Ricopia tutte le righe seguenti identiche all'originale, senza cambiare nulla.

==========

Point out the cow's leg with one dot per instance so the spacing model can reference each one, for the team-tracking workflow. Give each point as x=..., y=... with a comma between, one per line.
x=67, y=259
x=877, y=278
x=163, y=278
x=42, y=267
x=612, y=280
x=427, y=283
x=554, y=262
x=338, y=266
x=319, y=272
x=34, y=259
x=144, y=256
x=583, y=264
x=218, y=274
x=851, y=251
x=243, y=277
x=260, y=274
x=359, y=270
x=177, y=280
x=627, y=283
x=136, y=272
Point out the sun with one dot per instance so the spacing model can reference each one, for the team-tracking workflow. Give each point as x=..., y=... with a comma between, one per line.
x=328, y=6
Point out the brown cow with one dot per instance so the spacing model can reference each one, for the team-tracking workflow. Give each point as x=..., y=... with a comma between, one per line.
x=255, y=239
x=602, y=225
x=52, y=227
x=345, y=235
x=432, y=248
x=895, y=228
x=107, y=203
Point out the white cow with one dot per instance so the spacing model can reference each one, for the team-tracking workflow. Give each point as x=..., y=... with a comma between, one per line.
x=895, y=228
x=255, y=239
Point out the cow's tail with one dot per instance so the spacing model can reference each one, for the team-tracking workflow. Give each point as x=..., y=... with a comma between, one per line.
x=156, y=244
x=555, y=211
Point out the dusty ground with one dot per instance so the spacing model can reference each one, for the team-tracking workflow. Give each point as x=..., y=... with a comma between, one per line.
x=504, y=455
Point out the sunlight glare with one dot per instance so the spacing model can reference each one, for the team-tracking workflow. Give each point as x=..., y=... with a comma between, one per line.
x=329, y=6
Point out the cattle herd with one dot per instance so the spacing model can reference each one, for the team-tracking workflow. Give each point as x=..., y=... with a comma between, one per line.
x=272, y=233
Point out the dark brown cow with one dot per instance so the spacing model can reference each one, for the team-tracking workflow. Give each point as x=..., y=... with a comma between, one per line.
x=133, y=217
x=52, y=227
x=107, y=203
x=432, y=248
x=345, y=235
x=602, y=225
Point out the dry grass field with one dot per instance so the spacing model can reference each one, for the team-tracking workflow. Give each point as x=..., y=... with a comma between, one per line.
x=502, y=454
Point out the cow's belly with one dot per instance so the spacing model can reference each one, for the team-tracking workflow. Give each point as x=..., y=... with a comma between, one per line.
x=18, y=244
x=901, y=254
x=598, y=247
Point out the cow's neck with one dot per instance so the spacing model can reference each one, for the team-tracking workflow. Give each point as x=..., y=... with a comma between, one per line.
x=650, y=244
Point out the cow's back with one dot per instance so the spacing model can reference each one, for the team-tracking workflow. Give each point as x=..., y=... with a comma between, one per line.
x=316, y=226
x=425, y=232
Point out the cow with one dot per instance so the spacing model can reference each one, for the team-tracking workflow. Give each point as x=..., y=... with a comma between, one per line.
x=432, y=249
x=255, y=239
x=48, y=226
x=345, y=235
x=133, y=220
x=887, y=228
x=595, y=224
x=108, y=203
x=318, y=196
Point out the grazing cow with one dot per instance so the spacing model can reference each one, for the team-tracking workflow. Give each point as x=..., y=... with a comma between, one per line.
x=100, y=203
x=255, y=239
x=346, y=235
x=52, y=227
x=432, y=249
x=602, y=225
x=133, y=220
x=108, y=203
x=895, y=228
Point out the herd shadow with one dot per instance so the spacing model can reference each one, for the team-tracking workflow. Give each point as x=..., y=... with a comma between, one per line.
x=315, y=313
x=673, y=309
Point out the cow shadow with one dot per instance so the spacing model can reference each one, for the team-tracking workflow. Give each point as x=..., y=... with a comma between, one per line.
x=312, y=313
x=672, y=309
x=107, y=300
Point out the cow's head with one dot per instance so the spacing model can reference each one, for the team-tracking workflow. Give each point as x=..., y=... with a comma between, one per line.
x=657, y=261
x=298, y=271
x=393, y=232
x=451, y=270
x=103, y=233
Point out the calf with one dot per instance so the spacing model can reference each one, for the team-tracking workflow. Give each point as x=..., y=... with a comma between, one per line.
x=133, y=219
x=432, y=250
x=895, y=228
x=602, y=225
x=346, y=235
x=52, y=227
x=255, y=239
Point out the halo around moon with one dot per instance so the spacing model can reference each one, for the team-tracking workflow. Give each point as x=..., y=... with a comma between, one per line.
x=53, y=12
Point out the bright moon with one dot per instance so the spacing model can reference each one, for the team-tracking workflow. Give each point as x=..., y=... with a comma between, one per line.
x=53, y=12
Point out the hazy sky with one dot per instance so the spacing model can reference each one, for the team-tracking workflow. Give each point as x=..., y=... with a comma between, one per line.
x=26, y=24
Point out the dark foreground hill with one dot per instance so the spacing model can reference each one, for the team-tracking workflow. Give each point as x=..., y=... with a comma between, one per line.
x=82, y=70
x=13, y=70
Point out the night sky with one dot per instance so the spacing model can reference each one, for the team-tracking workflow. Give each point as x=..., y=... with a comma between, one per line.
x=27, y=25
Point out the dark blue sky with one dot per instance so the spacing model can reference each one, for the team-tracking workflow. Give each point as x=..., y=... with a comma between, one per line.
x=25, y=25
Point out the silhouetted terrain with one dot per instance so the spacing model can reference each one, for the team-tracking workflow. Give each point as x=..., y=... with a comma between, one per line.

==========

## RISPOSTA COMPLETA
Point out the cow's leg with one dot per instance so the spacing model can reference each one, for the team-tracking workflow. Give each point as x=..., y=... with a comma between, one per line.
x=67, y=259
x=877, y=278
x=163, y=278
x=42, y=267
x=612, y=280
x=427, y=283
x=554, y=262
x=338, y=266
x=319, y=272
x=34, y=259
x=144, y=256
x=583, y=264
x=218, y=274
x=851, y=251
x=243, y=277
x=260, y=274
x=359, y=270
x=177, y=280
x=627, y=283
x=136, y=272
Point out the sun with one dot per instance so the spacing model can reference each one, for the team-tracking workflow. Give each point as x=..., y=... with a comma between, one per line.
x=328, y=6
Point out the brown cow with one dot per instance so the spacing model can reference each one, for the team-tracking workflow. Give each point as x=..., y=... with a comma between, one per line.
x=255, y=239
x=602, y=225
x=52, y=227
x=345, y=235
x=432, y=248
x=895, y=228
x=107, y=203
Point out the white cow with one dot per instance so the spacing model can reference each one, for the team-tracking workflow. Give each point as x=..., y=... with a comma between, one per line.
x=895, y=228
x=255, y=239
Point out the cow's tail with one dot per instance so the spacing model can reference each one, for the team-tracking workflow. Give each point as x=..., y=... with a comma between, one per line.
x=156, y=244
x=555, y=211
Point out the dusty ground with one dot per instance so the spacing model can reference each one, for the team-tracking workflow. Give each point as x=..., y=... with a comma between, one per line.
x=504, y=455
Point out the sunlight glare with one dot per instance so the spacing model can reference each one, for the team-tracking workflow. Give each point as x=..., y=... with a comma between, one per line.
x=329, y=6
Point out the cattle herd with one dot per instance so the spacing model can reference each one, for the team-tracking workflow. Give each point as x=..., y=... with a comma between, one per line.
x=272, y=233
Point out the dark brown cow with one dot per instance so the spacing model can reference each one, for the team-tracking workflow. Give each point as x=..., y=... with a comma between, one per line.
x=133, y=217
x=52, y=227
x=107, y=203
x=432, y=248
x=345, y=235
x=602, y=225
Point out the dry grass field with one dot per instance so the spacing model can reference each one, for the team-tracking workflow. Give each point as x=..., y=... with a comma between, one per line.
x=502, y=454
Point out the cow's belly with one dot per instance so the spacing model can reference each one, for the team-tracking workflow. Give each point as x=..., y=... with a comma between, one per line.
x=18, y=244
x=901, y=254
x=598, y=247
Point out the cow's neck with one dot per instance so the spacing model can reference each one, for the team-tracking workflow. Give each point as x=..., y=... with a comma between, one per line.
x=650, y=244
Point out the cow's back with one dot per instance so the spacing model can reference each one, for the team-tracking workflow. Give each point as x=..., y=... with a comma between, one per line.
x=316, y=226
x=425, y=232
Point out the cow with one dot per instance so the spacing model can reference each one, for the team-tracking workflow. Give each point as x=..., y=... with a comma between, one per line.
x=432, y=249
x=255, y=239
x=48, y=226
x=345, y=235
x=133, y=220
x=887, y=228
x=595, y=224
x=108, y=203
x=318, y=196
Point out the grazing cow with one dot per instance so the spacing model can reference each one, for the team-tracking workflow. Give each point as x=..., y=... with a comma between, one per line.
x=100, y=203
x=255, y=239
x=346, y=235
x=52, y=227
x=432, y=249
x=602, y=225
x=133, y=220
x=108, y=203
x=895, y=228
Point out the herd shadow with one dot per instance so the spacing model can reference each one, for the team-tracking workflow. Give each point as x=..., y=... with a comma between, one per line.
x=315, y=313
x=673, y=309
Point out the cow shadow with one dot per instance so the spacing model can reference each one, for the team-tracking workflow. Give each point as x=..., y=... with a comma between, one per line.
x=312, y=313
x=672, y=309
x=107, y=300
Point out the cow's head with one dot per instance so the spacing model can reference each one, for the team-tracking workflow. Give each point as x=..., y=... with a comma between, one per line.
x=657, y=261
x=298, y=271
x=393, y=232
x=451, y=270
x=103, y=233
Point out the calf with one dot per instance so the spacing model can reference each one, for the team-tracking workflow. Give each point as x=..., y=... with a comma between, one per line.
x=133, y=219
x=432, y=250
x=895, y=228
x=602, y=225
x=346, y=235
x=52, y=227
x=255, y=239
Point out the halo around moon with one dot per instance so the spacing model can reference each one, for the team-tracking workflow. Give each point as x=..., y=... with a comma between, one per line.
x=53, y=12
Point out the bright moon with one dot per instance so the spacing model can reference each one, for the team-tracking workflow. Give each point as x=..., y=... with a comma between, one per line.
x=53, y=12
Point out the hazy sky with one dot per instance so the spacing model can reference each one, for the team-tracking workflow. Give each point as x=..., y=... with a comma between, one per line.
x=26, y=24
Point out the dark foreground hill with one dot per instance so the spacing model can reference each one, for the team-tracking workflow. Give each point as x=..., y=... with a comma between, one per line.
x=82, y=70
x=13, y=70
Point out the night sky with one dot per instance so the spacing model can reference each one, for the team-tracking workflow. Give each point as x=..., y=... with a comma between, one per line.
x=27, y=25
Point out the dark blue sky with one dot per instance so the spacing model can reference each one, for the team-tracking workflow. Give each point as x=..., y=... with a comma between, one per line.
x=25, y=25
Point out the silhouetted terrain with one dot per instance so the spacing model can reference each one, for the team-tracking workflow. Give each point as x=..., y=... with a comma between, one per line.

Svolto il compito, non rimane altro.